[Start of Supplied data]

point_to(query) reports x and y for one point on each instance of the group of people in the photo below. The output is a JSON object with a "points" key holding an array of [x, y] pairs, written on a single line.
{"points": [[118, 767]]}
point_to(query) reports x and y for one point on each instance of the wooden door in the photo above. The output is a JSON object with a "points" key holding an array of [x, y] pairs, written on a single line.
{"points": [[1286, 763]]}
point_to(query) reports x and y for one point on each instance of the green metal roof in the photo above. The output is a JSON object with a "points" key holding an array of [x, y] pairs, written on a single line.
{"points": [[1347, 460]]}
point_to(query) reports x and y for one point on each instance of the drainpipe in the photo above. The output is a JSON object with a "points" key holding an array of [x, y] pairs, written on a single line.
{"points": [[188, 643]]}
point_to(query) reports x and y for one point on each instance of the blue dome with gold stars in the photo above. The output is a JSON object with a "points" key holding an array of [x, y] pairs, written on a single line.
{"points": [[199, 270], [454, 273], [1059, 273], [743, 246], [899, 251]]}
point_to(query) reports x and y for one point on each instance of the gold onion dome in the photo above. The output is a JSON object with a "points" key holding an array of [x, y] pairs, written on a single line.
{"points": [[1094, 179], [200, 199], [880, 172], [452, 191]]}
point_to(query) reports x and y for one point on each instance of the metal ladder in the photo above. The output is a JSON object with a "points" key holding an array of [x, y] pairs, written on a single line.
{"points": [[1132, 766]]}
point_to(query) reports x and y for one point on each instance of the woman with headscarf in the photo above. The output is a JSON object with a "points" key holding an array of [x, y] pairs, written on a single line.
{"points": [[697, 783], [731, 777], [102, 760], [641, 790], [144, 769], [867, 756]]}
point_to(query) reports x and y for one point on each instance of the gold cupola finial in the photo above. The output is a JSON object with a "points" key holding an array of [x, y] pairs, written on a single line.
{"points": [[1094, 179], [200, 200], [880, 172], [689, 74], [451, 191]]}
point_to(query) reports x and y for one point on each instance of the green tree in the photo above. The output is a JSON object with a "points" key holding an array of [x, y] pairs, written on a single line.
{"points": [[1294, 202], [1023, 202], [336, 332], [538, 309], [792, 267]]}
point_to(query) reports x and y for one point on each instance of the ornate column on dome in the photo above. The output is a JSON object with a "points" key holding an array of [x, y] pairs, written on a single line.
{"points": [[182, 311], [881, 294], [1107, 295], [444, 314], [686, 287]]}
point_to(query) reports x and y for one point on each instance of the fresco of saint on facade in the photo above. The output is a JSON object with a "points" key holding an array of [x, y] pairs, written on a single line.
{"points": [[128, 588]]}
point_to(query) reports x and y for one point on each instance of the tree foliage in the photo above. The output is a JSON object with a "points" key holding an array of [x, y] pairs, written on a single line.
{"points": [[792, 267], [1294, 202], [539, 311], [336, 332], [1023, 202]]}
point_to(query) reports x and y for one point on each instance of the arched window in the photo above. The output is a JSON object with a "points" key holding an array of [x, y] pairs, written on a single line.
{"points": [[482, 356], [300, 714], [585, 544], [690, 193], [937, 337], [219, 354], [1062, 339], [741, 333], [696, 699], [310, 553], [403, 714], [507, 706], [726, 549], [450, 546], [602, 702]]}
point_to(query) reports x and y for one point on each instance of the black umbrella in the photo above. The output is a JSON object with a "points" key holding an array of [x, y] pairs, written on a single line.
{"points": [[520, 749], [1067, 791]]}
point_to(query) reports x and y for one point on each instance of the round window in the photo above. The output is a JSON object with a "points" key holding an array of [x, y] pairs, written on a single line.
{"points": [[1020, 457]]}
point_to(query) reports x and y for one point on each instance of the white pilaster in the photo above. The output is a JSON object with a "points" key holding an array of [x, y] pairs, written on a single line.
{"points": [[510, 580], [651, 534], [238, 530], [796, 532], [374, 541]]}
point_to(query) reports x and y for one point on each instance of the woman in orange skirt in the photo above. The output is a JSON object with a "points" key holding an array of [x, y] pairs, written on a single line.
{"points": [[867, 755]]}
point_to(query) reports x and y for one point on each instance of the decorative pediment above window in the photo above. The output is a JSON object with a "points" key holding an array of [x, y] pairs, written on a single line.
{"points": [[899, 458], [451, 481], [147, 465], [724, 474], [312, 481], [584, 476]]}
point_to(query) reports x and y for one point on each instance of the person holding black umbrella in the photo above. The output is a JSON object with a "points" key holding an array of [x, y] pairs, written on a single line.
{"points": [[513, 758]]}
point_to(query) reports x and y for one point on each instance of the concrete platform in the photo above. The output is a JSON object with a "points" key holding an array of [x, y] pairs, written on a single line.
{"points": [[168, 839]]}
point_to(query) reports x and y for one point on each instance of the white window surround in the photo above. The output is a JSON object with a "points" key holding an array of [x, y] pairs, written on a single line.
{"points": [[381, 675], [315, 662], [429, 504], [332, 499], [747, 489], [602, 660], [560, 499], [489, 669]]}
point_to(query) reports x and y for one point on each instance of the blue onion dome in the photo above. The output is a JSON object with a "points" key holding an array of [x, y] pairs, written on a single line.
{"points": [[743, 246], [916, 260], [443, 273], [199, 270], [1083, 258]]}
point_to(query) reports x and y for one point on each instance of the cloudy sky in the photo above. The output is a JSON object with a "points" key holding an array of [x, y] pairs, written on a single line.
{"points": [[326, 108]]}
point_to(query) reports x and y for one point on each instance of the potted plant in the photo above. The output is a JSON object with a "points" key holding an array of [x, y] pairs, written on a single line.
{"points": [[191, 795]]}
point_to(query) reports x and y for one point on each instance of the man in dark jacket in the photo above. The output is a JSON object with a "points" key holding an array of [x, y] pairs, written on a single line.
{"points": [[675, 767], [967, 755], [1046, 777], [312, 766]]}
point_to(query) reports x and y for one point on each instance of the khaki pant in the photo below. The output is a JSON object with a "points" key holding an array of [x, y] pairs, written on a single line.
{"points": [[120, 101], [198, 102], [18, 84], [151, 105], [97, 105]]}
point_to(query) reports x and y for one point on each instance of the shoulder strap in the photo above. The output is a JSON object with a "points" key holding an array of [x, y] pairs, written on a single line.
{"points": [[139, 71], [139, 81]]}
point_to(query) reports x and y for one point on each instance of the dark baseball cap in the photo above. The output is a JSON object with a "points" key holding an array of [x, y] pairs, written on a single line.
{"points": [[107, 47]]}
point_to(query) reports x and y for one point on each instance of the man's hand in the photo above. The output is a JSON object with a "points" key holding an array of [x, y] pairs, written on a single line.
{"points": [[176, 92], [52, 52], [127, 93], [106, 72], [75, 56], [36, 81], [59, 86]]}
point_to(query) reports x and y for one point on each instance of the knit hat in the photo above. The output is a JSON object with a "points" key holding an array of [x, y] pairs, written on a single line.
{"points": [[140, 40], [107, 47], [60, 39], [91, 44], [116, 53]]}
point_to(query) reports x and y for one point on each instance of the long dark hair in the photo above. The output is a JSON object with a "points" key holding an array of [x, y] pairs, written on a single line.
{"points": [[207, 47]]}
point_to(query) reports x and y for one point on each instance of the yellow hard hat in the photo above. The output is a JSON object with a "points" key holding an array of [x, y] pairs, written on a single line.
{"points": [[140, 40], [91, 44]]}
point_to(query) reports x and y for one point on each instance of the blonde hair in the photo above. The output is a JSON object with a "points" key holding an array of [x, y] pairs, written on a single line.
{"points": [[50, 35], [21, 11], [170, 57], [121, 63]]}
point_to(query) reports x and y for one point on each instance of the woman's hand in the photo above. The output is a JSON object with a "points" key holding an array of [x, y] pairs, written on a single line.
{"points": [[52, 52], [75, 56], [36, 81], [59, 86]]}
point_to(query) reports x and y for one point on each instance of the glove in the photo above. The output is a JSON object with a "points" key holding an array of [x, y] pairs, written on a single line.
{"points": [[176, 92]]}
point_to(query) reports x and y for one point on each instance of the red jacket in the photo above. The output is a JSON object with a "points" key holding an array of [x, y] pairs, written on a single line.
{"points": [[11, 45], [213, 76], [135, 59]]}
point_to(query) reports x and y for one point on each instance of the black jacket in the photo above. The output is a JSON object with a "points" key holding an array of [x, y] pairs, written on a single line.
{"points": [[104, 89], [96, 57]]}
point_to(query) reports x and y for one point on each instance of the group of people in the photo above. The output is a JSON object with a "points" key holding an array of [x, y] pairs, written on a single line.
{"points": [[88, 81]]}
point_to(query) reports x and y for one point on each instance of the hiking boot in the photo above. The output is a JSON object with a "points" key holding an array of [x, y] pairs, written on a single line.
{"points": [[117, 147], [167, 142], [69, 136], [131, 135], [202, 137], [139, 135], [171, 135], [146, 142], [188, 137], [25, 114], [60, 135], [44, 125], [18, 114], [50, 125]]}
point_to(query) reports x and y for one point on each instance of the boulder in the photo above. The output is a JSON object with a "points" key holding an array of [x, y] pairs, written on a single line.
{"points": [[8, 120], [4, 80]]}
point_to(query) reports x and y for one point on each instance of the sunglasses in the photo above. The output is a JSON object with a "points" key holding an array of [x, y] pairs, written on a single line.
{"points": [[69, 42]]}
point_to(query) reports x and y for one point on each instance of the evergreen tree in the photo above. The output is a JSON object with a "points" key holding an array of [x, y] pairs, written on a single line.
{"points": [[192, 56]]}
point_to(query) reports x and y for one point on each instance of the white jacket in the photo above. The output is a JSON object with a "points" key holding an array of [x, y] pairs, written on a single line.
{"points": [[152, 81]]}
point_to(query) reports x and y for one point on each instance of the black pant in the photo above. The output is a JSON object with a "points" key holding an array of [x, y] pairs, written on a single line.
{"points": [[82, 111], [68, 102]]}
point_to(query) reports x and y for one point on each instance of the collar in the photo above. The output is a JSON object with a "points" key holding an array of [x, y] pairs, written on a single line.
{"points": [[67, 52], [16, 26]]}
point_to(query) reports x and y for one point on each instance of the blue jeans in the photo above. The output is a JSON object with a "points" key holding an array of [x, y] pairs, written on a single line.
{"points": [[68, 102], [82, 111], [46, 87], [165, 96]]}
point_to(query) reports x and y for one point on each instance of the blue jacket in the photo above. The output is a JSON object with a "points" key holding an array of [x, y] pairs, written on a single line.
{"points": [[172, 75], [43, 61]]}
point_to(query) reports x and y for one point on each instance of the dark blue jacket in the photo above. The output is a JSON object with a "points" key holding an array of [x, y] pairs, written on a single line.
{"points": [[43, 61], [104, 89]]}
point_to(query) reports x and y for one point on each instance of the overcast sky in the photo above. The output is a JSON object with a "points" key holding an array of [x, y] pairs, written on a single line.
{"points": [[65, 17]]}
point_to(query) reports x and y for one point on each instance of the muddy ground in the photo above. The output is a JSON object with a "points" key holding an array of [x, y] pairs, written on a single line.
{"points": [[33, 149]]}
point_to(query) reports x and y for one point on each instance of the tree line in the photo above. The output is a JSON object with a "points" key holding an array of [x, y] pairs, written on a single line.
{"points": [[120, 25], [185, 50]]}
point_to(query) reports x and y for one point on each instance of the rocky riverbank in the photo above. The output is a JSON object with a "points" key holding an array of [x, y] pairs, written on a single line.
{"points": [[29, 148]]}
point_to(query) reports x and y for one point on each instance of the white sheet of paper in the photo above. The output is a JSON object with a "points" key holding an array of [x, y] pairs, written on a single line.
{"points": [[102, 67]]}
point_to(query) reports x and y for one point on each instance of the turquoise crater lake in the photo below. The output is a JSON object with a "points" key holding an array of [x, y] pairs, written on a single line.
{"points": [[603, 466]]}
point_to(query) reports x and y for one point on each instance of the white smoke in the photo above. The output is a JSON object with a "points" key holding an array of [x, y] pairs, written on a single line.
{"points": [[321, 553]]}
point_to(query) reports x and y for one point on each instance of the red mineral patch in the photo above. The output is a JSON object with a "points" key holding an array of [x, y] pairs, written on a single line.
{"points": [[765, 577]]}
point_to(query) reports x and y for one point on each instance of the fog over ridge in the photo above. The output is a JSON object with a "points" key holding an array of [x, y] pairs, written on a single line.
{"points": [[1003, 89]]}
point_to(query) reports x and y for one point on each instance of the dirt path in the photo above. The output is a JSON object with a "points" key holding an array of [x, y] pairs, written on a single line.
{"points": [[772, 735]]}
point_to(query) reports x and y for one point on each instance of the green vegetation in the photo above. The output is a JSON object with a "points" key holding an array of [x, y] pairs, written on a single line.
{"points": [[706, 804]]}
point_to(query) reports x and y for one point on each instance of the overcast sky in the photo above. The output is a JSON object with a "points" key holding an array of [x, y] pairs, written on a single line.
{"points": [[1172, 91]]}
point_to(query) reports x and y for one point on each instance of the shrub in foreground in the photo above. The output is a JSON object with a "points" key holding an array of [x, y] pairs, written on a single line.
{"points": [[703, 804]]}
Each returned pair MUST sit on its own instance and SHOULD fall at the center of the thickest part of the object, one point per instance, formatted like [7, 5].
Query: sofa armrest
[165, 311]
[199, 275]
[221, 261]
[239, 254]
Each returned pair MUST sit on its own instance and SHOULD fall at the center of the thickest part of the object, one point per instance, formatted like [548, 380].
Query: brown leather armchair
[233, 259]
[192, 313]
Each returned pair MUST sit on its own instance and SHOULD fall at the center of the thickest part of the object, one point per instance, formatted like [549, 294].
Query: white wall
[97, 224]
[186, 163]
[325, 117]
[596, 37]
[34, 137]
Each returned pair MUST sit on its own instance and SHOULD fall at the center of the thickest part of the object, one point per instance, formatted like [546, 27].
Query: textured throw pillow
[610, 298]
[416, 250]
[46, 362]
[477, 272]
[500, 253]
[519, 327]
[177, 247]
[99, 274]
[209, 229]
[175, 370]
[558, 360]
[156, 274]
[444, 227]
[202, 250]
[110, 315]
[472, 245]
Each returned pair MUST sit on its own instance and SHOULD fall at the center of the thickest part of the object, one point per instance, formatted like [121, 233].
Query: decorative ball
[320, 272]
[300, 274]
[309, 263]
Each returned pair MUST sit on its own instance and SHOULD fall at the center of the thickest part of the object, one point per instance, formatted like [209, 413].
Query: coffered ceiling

[End of Supplied data]

## [Set exercise]
Extract, unchanged, the closing run of lines that opens with the line containing "like [546, 27]." and ends with the last line.

## [Finished task]
Each returned pair MUST sit on its own instance and SHOULD fall at the center of the thickest part of the object, one point per instance, formatted like [546, 27].
Query: textured throw pillow
[610, 298]
[416, 250]
[46, 362]
[477, 272]
[500, 253]
[519, 327]
[177, 247]
[99, 274]
[209, 229]
[175, 370]
[558, 360]
[156, 274]
[444, 227]
[202, 250]
[110, 315]
[472, 245]
Each returned pair MUST sit on its own instance and SHOULD fall at the center of the thickest part of the object, one point per instance, formatted like [121, 233].
Query: decorative ball
[320, 272]
[300, 274]
[309, 263]
Each returned pair MUST sit on its own instance and SHOULD fall at the center of the thickest part of the object, one point per instance, formatted like [209, 413].
Query: coffered ceiling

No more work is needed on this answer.